What to produce:
Each entry below is to be copied out exactly and in full.

§ §

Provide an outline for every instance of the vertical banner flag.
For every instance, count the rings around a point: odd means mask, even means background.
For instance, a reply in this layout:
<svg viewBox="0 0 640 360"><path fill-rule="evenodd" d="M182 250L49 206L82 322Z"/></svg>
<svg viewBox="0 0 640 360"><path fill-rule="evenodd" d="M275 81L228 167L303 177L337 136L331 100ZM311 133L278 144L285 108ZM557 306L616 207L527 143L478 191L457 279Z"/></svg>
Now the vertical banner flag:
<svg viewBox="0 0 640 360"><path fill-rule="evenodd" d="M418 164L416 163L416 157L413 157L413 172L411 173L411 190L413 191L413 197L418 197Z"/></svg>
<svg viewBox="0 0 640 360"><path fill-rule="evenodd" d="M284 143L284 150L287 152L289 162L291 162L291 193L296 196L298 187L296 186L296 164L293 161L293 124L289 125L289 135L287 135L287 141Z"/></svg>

§ §

The answer:
Provide an outline for every instance of the vertical banner flag.
For every instance, count the rings around a point: odd means mask, even means background.
For instance, a reply in this layout:
<svg viewBox="0 0 640 360"><path fill-rule="evenodd" d="M182 250L49 206L82 322Z"/></svg>
<svg viewBox="0 0 640 360"><path fill-rule="evenodd" d="M275 81L228 167L303 177L337 136L331 100ZM311 133L278 144L285 108ZM557 306L616 207L527 143L478 191L457 279Z"/></svg>
Now the vertical banner flag:
<svg viewBox="0 0 640 360"><path fill-rule="evenodd" d="M418 164L416 163L416 157L413 157L413 172L411 173L411 190L413 191L413 197L418 197Z"/></svg>
<svg viewBox="0 0 640 360"><path fill-rule="evenodd" d="M284 143L284 150L287 152L289 162L291 162L291 193L296 196L298 187L296 186L296 164L293 161L293 124L289 125L289 135L287 135L287 141Z"/></svg>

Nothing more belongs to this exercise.